YOUR INSTRUCTIONS: In your copy, leave out all pictures and reproduce every entry exactly.

DATA FOR THIS TASK:
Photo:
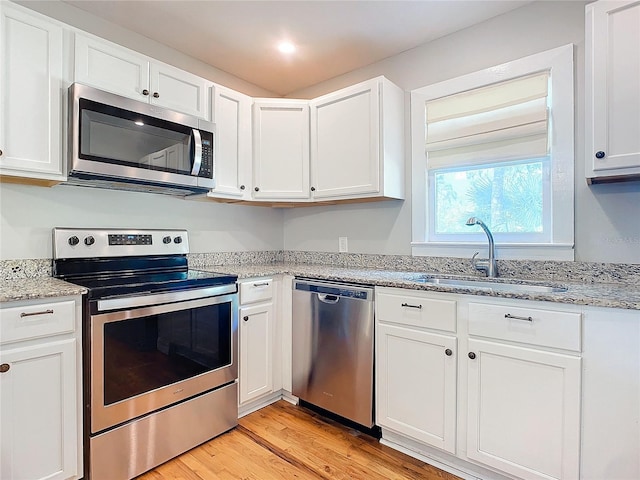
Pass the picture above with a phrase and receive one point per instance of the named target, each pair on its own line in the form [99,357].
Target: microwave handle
[197,152]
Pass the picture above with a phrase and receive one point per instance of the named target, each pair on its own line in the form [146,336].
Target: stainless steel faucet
[488,266]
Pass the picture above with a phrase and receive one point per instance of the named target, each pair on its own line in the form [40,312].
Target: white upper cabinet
[280,149]
[31,89]
[232,116]
[118,70]
[612,83]
[357,142]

ANSWER SECTION:
Photo:
Pass the picture above with a phrase and receive one point per instance of the named target, each pair on its own line in the form [99,357].
Target: microwave handle
[197,152]
Pass the picture above with a phrase and receive one point per instance of the named target, each pair on its own line in the form [146,336].
Target: stainless steel faucet
[488,266]
Pass the picture above with a phrase and receive one point per instance of the named target, each pair on its own line in the form [40,312].
Target: white upper cabinet
[280,149]
[31,89]
[232,116]
[118,70]
[612,83]
[357,142]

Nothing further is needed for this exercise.